→ **ENTRIES PROVIDED**:
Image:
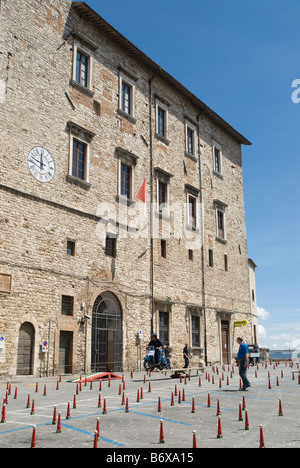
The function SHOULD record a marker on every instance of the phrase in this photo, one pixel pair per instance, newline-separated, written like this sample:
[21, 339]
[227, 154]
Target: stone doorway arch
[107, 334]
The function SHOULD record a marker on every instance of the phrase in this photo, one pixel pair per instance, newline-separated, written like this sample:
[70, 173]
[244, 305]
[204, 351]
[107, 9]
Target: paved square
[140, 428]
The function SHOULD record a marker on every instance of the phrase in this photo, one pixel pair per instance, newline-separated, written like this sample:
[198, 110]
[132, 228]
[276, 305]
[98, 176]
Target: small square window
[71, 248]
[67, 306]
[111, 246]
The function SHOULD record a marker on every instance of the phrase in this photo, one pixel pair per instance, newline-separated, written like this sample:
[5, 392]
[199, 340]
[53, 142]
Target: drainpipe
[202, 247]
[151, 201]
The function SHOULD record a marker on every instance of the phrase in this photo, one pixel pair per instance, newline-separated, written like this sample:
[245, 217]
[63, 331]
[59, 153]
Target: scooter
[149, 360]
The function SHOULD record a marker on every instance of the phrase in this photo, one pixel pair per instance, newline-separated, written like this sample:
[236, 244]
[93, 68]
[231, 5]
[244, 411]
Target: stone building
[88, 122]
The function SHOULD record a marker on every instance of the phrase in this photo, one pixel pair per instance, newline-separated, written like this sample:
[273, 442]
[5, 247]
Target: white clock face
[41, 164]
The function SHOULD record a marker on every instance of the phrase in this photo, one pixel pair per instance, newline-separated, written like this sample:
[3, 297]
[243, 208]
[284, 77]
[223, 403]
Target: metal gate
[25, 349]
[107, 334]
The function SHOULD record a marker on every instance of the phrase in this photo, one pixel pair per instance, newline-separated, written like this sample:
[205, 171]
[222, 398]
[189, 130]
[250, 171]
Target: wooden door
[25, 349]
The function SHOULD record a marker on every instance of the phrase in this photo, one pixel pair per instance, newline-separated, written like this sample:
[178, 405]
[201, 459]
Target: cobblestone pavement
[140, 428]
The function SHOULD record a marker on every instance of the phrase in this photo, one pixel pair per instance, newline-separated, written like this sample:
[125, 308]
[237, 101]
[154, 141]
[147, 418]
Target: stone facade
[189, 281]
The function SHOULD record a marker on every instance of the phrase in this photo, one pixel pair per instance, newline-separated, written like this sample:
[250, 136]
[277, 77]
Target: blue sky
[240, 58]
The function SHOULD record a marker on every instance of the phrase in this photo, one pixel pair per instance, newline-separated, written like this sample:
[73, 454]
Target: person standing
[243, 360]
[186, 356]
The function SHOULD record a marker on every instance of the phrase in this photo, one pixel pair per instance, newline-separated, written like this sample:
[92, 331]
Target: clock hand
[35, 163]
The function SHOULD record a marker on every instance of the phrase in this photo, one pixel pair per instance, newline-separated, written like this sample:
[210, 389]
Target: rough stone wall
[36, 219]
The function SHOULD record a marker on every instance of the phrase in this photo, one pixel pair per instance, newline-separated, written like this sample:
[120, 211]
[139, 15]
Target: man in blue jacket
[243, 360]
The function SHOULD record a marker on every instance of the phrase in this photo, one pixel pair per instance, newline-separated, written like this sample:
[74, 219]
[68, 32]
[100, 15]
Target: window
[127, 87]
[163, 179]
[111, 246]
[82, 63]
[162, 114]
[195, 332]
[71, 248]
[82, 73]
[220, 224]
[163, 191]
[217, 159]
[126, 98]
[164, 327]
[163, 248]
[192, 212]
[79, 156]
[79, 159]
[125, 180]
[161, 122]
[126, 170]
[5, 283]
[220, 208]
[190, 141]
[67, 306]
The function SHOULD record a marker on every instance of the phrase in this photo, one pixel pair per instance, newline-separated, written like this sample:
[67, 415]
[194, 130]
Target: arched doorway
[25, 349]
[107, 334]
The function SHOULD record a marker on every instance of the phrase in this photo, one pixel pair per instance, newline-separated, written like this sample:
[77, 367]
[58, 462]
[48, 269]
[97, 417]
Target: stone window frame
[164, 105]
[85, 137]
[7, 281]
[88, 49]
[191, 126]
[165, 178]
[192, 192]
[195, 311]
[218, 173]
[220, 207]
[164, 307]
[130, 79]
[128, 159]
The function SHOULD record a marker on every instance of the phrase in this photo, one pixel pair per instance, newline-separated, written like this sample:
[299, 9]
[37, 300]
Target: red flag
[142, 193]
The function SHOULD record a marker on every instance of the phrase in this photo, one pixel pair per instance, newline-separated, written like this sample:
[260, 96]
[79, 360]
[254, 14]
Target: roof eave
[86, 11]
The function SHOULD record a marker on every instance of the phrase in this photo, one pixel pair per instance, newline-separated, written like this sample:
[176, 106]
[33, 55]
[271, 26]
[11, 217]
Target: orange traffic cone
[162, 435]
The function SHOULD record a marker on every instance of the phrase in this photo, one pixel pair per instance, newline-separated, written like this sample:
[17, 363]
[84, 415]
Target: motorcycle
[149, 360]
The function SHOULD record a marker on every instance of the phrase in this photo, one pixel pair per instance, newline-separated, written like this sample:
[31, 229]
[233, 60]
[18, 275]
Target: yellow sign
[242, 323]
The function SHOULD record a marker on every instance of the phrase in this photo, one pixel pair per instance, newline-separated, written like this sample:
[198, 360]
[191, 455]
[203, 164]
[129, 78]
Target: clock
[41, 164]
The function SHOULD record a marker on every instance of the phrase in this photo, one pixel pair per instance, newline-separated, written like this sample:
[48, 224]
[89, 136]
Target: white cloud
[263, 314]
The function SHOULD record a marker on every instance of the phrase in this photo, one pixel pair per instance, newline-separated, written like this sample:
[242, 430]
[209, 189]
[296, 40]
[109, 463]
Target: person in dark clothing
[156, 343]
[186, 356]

---

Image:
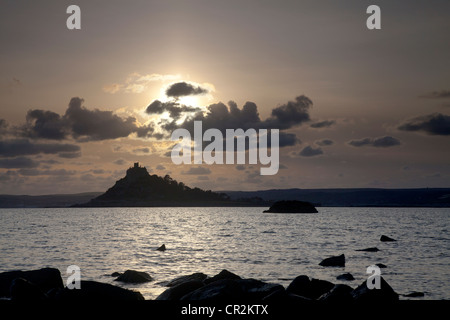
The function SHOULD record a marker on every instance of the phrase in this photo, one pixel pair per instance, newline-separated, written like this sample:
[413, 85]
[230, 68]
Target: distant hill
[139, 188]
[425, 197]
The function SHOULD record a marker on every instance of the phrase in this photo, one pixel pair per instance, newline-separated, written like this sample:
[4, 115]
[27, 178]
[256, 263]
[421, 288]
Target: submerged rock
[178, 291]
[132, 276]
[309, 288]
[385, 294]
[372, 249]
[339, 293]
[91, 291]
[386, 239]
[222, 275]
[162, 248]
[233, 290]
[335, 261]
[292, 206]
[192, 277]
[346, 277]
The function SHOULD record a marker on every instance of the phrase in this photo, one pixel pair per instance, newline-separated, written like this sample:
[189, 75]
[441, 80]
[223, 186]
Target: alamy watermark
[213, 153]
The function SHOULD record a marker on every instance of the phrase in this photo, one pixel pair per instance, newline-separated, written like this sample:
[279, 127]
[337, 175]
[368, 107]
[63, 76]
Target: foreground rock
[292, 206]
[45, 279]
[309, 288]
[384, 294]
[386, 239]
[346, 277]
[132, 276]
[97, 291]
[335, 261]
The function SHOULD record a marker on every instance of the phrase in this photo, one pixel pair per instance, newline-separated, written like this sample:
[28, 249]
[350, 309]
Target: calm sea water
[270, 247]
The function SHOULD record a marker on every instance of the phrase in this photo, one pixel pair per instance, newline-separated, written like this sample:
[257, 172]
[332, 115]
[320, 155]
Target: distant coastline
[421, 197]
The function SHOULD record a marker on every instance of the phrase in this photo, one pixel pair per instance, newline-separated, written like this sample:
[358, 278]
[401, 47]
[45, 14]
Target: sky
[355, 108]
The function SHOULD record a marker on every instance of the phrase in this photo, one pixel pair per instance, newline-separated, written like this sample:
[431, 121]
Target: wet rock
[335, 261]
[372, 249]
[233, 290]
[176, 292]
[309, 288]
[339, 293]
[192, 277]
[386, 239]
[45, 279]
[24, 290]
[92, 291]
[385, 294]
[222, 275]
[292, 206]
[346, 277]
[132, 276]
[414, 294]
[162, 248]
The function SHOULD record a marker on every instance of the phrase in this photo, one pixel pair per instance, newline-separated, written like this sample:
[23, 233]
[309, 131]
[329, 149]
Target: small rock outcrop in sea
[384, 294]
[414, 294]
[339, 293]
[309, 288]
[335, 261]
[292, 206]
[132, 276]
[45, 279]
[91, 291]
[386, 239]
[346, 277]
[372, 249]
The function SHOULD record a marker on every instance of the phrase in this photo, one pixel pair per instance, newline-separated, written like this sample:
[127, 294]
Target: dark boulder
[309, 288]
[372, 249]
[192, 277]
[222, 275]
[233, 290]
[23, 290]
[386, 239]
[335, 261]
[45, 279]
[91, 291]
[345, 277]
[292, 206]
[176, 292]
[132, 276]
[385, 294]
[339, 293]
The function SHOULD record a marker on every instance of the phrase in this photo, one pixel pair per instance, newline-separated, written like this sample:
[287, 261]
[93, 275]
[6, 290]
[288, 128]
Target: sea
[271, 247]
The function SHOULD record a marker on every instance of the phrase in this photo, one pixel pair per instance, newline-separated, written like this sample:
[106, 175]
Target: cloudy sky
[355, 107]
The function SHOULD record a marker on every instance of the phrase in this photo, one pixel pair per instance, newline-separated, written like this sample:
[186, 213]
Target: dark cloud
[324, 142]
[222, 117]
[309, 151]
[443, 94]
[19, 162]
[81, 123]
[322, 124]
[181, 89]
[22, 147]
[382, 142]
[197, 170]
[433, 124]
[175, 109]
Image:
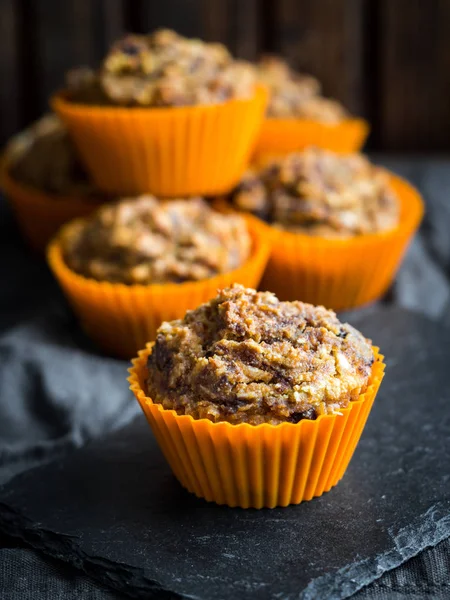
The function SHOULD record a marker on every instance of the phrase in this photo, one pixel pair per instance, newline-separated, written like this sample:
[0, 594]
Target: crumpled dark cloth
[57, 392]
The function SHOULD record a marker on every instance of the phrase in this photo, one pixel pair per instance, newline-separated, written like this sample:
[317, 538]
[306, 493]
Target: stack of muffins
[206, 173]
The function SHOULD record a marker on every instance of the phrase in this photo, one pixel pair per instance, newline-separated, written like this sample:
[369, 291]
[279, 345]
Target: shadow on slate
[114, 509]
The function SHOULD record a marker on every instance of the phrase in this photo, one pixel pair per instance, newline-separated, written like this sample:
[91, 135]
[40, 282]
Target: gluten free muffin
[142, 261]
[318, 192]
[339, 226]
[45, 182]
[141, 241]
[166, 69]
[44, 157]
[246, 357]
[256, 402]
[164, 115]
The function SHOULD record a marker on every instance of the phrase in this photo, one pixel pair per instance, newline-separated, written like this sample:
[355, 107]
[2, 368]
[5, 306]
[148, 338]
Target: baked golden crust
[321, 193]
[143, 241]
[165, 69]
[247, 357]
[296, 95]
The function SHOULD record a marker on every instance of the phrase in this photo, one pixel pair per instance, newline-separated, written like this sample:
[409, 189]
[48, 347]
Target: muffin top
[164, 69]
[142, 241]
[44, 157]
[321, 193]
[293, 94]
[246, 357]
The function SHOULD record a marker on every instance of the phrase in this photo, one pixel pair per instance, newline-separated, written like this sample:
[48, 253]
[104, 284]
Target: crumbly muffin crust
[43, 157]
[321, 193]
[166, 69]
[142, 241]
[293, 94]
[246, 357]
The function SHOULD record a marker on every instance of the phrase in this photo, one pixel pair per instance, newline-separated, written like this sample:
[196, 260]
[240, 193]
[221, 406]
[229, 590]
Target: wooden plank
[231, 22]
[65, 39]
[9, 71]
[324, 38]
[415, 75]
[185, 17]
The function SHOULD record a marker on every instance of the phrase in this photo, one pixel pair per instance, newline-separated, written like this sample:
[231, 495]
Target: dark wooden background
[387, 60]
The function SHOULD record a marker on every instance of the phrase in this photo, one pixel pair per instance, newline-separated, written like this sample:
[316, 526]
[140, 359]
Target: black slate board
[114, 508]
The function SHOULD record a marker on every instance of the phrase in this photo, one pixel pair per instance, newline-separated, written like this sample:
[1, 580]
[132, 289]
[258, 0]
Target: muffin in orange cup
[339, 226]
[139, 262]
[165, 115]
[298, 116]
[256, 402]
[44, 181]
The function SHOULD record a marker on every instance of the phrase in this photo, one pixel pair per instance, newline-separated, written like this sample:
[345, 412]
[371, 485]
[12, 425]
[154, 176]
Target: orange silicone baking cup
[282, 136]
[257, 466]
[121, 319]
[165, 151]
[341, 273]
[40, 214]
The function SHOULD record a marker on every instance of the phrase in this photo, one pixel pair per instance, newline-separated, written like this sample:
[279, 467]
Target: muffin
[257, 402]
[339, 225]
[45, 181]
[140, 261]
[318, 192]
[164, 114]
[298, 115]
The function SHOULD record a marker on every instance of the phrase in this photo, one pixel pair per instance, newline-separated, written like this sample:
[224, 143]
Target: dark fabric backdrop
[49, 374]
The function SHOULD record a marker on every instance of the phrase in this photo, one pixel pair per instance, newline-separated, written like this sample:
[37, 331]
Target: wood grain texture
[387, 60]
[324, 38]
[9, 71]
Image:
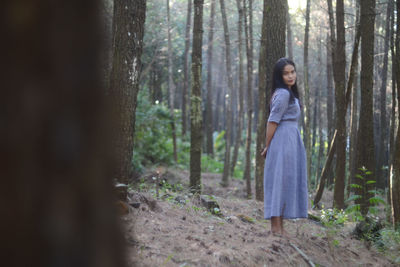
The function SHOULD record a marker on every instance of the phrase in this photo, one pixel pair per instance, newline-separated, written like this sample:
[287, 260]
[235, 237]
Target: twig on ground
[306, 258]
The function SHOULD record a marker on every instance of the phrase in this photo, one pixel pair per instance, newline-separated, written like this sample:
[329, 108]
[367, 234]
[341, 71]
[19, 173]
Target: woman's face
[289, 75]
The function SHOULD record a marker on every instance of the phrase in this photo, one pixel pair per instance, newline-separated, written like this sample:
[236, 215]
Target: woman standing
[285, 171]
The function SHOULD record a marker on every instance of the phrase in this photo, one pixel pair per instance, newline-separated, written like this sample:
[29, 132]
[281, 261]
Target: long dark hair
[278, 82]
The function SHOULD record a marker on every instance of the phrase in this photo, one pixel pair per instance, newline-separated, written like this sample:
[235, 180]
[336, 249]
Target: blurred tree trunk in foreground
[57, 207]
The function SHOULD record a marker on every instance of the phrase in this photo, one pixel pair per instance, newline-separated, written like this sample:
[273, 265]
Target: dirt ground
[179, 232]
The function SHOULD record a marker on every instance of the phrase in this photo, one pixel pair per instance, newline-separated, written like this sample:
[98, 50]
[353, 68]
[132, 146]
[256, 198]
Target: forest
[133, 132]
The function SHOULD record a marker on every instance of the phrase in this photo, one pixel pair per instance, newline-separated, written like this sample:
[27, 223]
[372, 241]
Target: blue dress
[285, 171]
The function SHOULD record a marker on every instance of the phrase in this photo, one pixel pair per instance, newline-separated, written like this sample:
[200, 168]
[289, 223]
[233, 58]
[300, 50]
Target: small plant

→ **EXERCISE DETAILS**: Find each line in the material above that contains the word "crust" and copy those lines. Case counts when matching.

→ **ANSWER TO THIS TASK**:
Target: baked golden crust
Target: crumbly muffin crust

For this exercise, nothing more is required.